Ainda que a abordagem do tema, ?Como nasce a Educação??, ou seja, a história dos conceitos e apropriações práticas educativas seja complexa, é fundamental salientar introdutoriamente que a origem da civilização ocidental - grega, romano, judaico, cristã - está ligada à resposta original da pergunta ontológica, que caracteriza a condição humana individual e coletiva: - qual o sentido e o significado da condição humana? Uma pergunta que nos caracteriza como humanos e que naturalizamos em todas as culturas através do questionamento: - quem somos, de onde viemos e para onde vamos?

Antes dos gregos, até o século VII a. C., todas as culturas conhecidas e divulgadas historicamente fundamentavam sua organização social, econômica, política e cultural a partir de uma resposta mítica à pergunta ontológica. Ou seja, caracterizada pela atemporalidade e pela transcendência e sacralidade. Os gregos, pela primeira vez na história humana, foram a cultura responsável pela resposta original que fundamenta toda a civilização ocidental: - cada um de nós, no uso absoluto de sua liberdade e vontade próprias, deve agir no mundo no transcorrer de sua existência para tornar-se plena e completamente humano. Uma resposta simples, mas que fundamenta toda a centralidade da reflexão humana sobre o humano: - ninguém por nenhum de nós (homem pela mulher, pai pelo filho, senhor pelo escravo, professor pelo aluno, empresário pelo operário, político pelo eleitor, etc., etc.); - somente cada um de nós se quiser e quando quiser com liberdade e vontade próprias; - durante toda a sua existência neste mundo (na infância, adolescência, vida adulta e maturidade); - agindo para existir e (re)existir continuamente para significar-se e (re)significar-se para tomar consciência de si e dos outros como humanos em construção contínua de sua completude.

* Materiais do exercício *
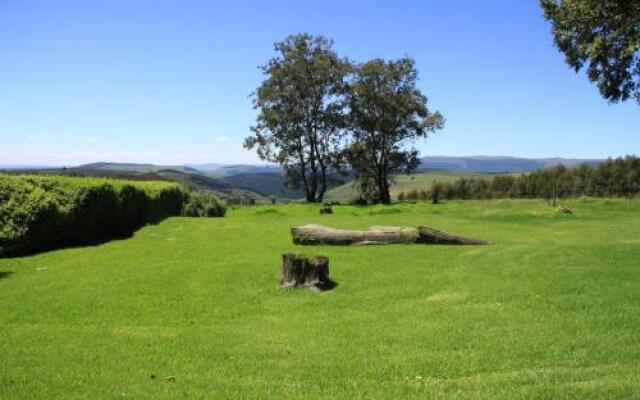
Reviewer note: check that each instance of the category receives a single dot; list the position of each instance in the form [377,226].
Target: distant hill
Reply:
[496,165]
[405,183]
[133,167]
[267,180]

==

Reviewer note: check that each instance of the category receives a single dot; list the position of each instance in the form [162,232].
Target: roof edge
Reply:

* Problemas a resolver *
**a.** Reproduza integralmente o trecho sobre a origem da Educação.
**b.** Conte quantas linhas da listagem contêm a palavra "check" e informe somente esse número.
O trecho e a listagem são materiais independentes entre si.

* Respostas corretas *
**a.**
Ainda que a abordagem do tema, ?Como nasce a Educação??, ou seja, a história dos conceitos e apropriações práticas educativas seja complexa, é fundamental salientar introdutoriamente que a origem da civilização ocidental - grega, romano, judaico, cristã - está ligada à resposta original da pergunta ontológica, que caracteriza a condição humana individual e coletiva: - qual o sentido e o significado da condição humana? Uma pergunta que nos caracteriza como humanos e que naturalizamos em todas as culturas através do questionamento: - quem somos, de onde viemos e para onde vamos?

Antes dos gregos, até o século VII a. C., todas as culturas conhecidas e divulgadas historicamente fundamentavam sua organização social, econômica, política e cultural a partir de uma resposta mítica à pergunta ontológica. Ou seja, caracterizada pela atemporalidade e pela transcendência e sacralidade. Os gregos, pela primeira vez na história humana, foram a cultura responsável pela resposta original que fundamenta toda a civilização ocidental: - cada um de nós, no uso absoluto de sua liberdade e vontade próprias, deve agir no mundo no transcorrer de sua existência para tornar-se plena e completamente humano. Uma resposta simples, mas que fundamenta toda a centralidade da reflexão humana sobre o humano: - ninguém por nenhum de nós (homem pela mulher, pai pelo filho, senhor pelo escravo, professor pelo aluno, empresário pelo operário, político pelo eleitor, etc., etc.); - somente cada um de nós se quiser e quando quiser com liberdade e vontade próprias; - durante toda a sua existência neste mundo (na infância, adolescência, vida adulta e maturidade); - agindo para existir e (re)existir continuamente para significar-se e (re)significar-se para tomar consciência de si e dos outros como humanos em construção contínua de sua completude.

**b.** 2